CA Paris, Pôle 5 ch. 4, 14 avril 2021, n° 19/10930

PARIS

Arrêt

Confirmation

PARTIES

Demandeur :

Noviprofibre (SAS)

Défendeur :

Société Emtec Electronic GmbH (Sté)

COMPOSITION DE LA JURIDICTION

Président :

Mme Dallery

Conseillers :

M. Gilles, Mme Depelley

T. com. Lyon, du 23 avr. 2019

23 avril 2019

La société Noviprofibre distribue et, accessoirement, produit en faible quantité des appareils de mesures et de tests de la qualité des papiers et tissus.

La société Emtec Electronic GmbH de droit allemand (ci-après « la société Emtec »), est spécialisée dans la fabrication, à destination de l'industrie papetière, de matériels de mesures et de tests de la qualité des papiers et tissus.

Les sociétés Noviprofibre et Emtec se sont rapprochées afin de développer un appareil de mesure de la douceur du papier tissu. Le 23 mai 2005, elles ont signé un contrat de coopération afin de développer un dispositif destiné à mesurer la « mollesse » des tissus. Cette collaboration a abouti en 2006 à la création d'un prototype appelé « TSA » qui a, selon les accords, mis fin au contrat de coopération.

Le produit a ensuite été commercialisé de 2008 à 2012 par la société Noviprofibre, la société Emtec se chargeant de la fabrication du matériel et de sa commercialisation sur d'autres secteurs que ceux attribués à la société Noviprofibre.

Dès l'année 2008, les relations commerciales entre les sociétés Noviprofibre et Emtec se sont progressivement dégradées.

Par un courriel du 25 juin 2012, le dirigeant de la société Noviprofibre faisait état des désaccords existants entre sa société et la société Emtec.

Enregistrements extraits:
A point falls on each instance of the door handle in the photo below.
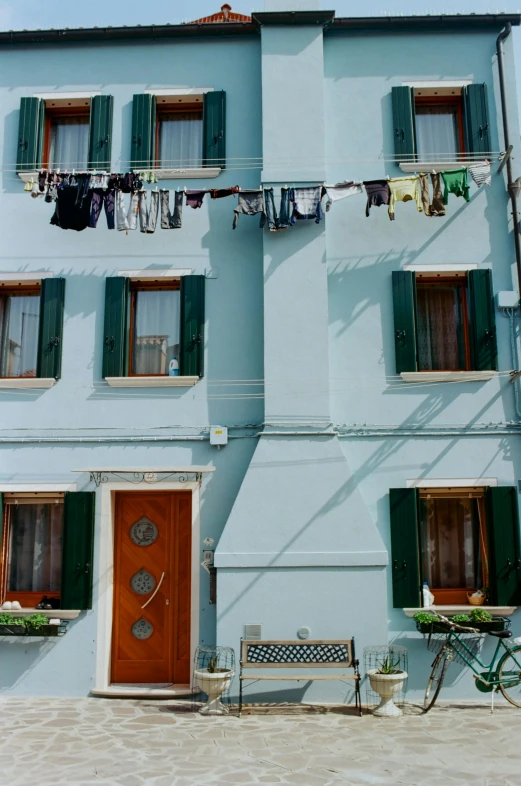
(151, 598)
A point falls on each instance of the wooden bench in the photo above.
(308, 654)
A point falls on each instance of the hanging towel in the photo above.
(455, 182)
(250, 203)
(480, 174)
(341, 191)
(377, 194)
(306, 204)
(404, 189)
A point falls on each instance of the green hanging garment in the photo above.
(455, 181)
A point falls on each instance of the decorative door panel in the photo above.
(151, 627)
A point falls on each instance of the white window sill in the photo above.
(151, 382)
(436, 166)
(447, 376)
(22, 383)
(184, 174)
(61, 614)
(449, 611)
==
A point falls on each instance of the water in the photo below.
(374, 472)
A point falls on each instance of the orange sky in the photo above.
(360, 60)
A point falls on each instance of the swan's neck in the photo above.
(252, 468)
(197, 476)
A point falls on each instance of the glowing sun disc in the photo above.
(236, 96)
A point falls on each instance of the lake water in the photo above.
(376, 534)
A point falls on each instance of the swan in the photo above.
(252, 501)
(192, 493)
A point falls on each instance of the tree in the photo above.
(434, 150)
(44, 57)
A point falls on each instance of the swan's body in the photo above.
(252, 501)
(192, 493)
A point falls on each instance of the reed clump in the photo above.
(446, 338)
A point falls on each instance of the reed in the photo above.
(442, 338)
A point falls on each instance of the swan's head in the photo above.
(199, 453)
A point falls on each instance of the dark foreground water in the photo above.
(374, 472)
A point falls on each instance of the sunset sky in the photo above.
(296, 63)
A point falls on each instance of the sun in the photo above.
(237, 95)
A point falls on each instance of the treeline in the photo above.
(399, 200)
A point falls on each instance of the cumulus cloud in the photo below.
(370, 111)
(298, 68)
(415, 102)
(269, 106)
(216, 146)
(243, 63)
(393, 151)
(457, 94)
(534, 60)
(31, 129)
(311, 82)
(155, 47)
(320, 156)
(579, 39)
--
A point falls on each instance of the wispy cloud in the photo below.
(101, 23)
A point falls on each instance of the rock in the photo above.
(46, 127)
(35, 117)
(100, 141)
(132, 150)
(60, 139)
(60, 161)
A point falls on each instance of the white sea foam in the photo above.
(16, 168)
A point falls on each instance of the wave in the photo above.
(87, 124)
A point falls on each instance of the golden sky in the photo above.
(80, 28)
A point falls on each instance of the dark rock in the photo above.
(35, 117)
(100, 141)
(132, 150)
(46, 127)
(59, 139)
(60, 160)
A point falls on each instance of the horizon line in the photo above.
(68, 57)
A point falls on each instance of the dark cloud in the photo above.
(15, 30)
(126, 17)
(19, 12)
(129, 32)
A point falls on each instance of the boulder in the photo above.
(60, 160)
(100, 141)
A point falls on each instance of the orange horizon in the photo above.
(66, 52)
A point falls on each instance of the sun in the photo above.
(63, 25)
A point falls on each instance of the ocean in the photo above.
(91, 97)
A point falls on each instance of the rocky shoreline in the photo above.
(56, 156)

Consigne: Rédigez la suite de l'arrêt opposant les sociétés Noviprofibre et Emtec, en reprenant après sa dernière phrase. Les enregistrements n'ont aucun rapport avec le texte.

Réponse finale:
Par lettre du 29 juin 2012, la société Emtec a notifié à la société Noviprofibre la cessation immédiate des relations entre les deux sociétés.

Par acte du 18 décembre 2012, la société Noviprofibre a assigné en référé la société Emtec devant le président du tribunal de commerce de Grenoble, qui s'est déclaré incompétent pour connaître du litige et a renvoyé les parties à se pourvoir au fond.

Par acte du 24 mai 2016, la société Noviprofibre a assigné la société Emtec devant le tribunal de commerce de Lyon, sur le fondement de la rupture brutale des relations commerciales établies.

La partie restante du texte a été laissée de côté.